● Records in a dataset:

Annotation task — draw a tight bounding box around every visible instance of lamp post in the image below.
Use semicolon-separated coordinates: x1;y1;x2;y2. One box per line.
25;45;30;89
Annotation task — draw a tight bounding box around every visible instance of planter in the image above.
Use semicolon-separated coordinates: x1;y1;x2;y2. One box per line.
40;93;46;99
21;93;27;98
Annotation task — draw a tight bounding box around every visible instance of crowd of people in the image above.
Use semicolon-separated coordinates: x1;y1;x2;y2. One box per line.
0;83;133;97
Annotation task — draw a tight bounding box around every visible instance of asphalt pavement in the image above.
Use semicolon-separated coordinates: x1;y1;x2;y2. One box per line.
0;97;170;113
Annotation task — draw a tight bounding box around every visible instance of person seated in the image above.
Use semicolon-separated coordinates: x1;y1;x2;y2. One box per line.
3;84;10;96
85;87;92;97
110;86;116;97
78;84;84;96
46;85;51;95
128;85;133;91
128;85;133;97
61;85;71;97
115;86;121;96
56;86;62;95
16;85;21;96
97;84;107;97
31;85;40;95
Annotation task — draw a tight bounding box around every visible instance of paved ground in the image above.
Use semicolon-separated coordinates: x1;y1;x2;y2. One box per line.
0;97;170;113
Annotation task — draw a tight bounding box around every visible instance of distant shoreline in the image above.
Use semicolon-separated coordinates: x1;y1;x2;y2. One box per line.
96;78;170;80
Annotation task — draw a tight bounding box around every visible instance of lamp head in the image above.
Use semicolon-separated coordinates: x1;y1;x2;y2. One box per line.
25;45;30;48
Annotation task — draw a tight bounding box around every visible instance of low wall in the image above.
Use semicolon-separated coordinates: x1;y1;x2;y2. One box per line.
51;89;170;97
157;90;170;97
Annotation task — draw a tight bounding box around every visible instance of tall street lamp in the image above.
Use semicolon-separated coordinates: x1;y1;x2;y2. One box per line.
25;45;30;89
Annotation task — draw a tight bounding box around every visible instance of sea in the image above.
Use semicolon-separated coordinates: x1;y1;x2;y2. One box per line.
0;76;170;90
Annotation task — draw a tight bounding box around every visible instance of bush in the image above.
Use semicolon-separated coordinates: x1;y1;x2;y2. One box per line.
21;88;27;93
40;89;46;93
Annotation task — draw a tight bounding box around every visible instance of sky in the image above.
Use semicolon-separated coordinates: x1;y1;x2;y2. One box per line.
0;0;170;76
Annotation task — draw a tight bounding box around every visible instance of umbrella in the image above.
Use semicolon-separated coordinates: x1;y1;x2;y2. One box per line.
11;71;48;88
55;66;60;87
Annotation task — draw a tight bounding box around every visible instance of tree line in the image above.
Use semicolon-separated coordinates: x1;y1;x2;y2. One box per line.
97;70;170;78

● DIRECTION: Reproduce the rows from the line containing "wall in the image above." through the line containing "157;90;170;97", inclusive, with their requests. Scale every bounding-box coordinate in the answers by 1.55 and round to whole numbers, halves up, leaving the requests and their format sample unchanged.

● WRITTEN RESPONSE:
Annotation task — draw a tight bounding box around every visible instance of low wall in the image above.
Use semicolon-separated coordinates: x1;y1;x2;y2. One box per line.
79;138;264;150
243;140;264;150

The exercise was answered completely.